##### Materials provided #####

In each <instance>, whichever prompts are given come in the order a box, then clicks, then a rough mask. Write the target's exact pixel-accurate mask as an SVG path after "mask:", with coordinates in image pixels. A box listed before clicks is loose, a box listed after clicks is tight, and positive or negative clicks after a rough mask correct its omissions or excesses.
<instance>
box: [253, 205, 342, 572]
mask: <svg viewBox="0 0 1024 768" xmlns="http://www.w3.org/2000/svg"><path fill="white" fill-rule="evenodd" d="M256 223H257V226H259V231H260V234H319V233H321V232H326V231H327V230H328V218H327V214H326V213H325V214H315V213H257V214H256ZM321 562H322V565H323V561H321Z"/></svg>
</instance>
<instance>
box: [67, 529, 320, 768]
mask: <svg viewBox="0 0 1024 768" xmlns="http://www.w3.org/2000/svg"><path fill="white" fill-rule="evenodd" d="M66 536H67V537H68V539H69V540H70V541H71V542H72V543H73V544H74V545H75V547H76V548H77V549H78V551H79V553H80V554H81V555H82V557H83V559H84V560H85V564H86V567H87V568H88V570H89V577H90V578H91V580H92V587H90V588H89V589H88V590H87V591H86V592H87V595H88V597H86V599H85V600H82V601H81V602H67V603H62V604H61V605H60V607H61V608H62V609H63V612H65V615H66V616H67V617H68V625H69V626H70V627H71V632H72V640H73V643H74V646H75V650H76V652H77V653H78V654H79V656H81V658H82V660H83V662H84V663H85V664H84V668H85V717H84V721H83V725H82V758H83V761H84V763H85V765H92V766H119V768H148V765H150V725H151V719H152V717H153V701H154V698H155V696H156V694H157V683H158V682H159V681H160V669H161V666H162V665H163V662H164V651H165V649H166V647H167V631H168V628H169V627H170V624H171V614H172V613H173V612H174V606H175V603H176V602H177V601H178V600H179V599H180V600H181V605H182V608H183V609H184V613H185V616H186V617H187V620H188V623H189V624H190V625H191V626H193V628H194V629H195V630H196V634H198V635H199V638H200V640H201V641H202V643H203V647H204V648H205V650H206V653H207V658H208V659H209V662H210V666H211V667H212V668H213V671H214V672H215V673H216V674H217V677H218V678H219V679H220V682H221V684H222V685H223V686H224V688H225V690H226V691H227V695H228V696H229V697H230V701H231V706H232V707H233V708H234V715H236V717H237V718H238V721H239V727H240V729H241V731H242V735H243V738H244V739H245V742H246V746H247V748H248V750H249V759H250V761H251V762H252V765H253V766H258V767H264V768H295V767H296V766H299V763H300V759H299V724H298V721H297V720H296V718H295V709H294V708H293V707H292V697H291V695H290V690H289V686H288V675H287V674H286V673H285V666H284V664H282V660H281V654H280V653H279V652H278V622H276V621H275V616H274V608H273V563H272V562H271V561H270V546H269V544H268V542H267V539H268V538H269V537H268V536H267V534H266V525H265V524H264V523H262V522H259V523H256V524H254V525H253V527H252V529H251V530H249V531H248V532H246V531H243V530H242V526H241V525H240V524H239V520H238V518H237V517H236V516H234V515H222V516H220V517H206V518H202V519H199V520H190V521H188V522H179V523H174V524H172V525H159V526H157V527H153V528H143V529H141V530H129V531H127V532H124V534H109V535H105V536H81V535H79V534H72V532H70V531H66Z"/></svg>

#####

Please find each line in the records above that holds the word "instance", and copy it.

In each <instance>, whichever prompts are given come in the order a box, then clicks, then a rough mask. Write the target's exact pixel-accurate mask as an SVG path after "mask:", with coordinates in image pixels. A box listed before clicks is loose, a box listed after clicks is tight, and positive or negative clicks after a rough mask correct its omissions or excesses.
<instance>
</instance>
<instance>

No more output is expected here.